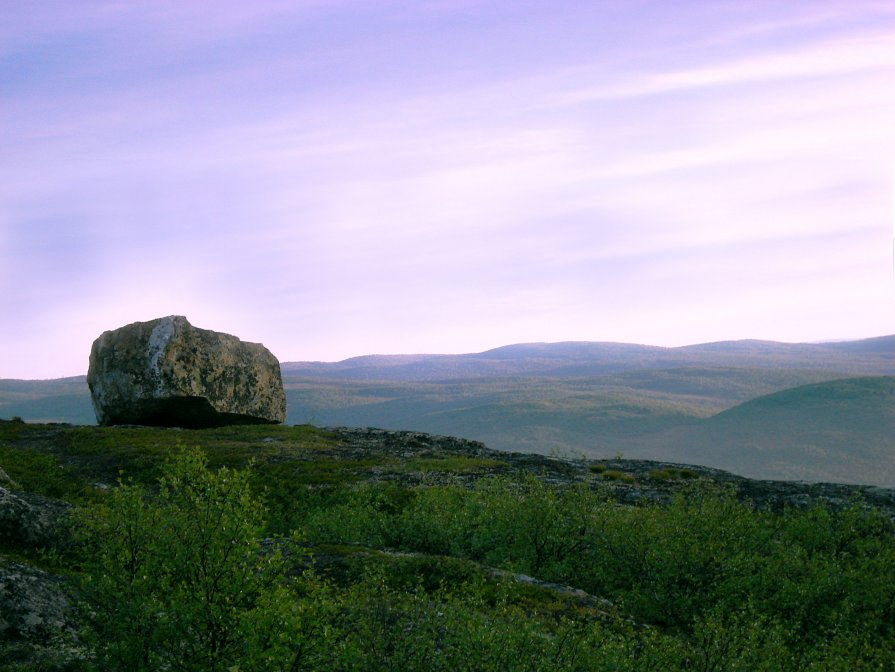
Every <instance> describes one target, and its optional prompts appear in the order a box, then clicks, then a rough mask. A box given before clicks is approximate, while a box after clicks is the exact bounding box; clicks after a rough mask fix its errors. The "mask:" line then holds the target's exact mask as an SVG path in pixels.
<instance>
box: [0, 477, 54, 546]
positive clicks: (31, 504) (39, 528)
mask: <svg viewBox="0 0 895 672" xmlns="http://www.w3.org/2000/svg"><path fill="white" fill-rule="evenodd" d="M67 508H68V507H67V505H66V504H65V503H64V502H59V501H56V500H50V499H47V498H45V497H40V496H38V495H33V494H30V493H24V492H19V493H15V492H11V491H9V490H7V489H6V488H3V487H0V546H13V547H20V548H22V547H39V546H52V545H54V544H55V543H57V542H58V541H59V539H60V536H61V533H62V529H61V528H62V524H63V523H62V521H63V518H64V516H65V512H66V509H67Z"/></svg>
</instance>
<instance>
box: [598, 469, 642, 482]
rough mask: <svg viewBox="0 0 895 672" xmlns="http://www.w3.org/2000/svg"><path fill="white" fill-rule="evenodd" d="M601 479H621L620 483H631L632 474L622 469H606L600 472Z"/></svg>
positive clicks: (614, 479) (634, 479)
mask: <svg viewBox="0 0 895 672" xmlns="http://www.w3.org/2000/svg"><path fill="white" fill-rule="evenodd" d="M602 476H603V479H604V480H607V481H621V482H622V483H633V482H634V480H635V479H634V476H633V474H629V473H627V472H624V471H617V470H615V469H607V470H606V471H604V472H603V474H602Z"/></svg>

┄┄┄┄┄┄┄┄┄┄┄┄┄┄┄┄┄┄┄┄

> [DIRECTIVE] Write out every line of the records above exactly as they stand, leaving out the pictures.

> [EXERCISE SOLUTION]
Every <instance> describes one target, and its optional prompts appear in the order a box, then clicks, then a rough mask. A box given before clicks is approximate, while a box after clicks is the exact bounding box; clicks after a rough mask fix its errors. The "mask:" line then holds the target's exact mask as an SVG path in pixels.
<instance>
box: [0, 477, 54, 546]
positive clicks: (31, 504) (39, 528)
mask: <svg viewBox="0 0 895 672" xmlns="http://www.w3.org/2000/svg"><path fill="white" fill-rule="evenodd" d="M67 508H68V507H67V505H66V504H65V503H64V502H59V501H56V500H50V499H47V498H45V497H40V496H38V495H33V494H30V493H24V492H19V493H15V492H11V491H9V490H7V489H6V488H3V487H0V546H13V547H20V548H22V547H39V546H52V545H54V544H55V543H57V542H58V541H59V539H60V536H61V533H62V529H61V528H62V524H63V523H62V521H63V518H64V516H65V512H66V509H67Z"/></svg>
</instance>
<instance>
box: [598, 469, 642, 482]
rough mask: <svg viewBox="0 0 895 672" xmlns="http://www.w3.org/2000/svg"><path fill="white" fill-rule="evenodd" d="M601 479H621L620 483H631L632 474L622 469H606L600 472Z"/></svg>
positive clicks: (614, 479) (634, 479)
mask: <svg viewBox="0 0 895 672" xmlns="http://www.w3.org/2000/svg"><path fill="white" fill-rule="evenodd" d="M602 476H603V479H604V480H607V481H621V482H622V483H633V482H634V480H635V479H634V476H633V474H629V473H627V472H624V471H617V470H615V469H607V470H606V471H604V472H603V474H602Z"/></svg>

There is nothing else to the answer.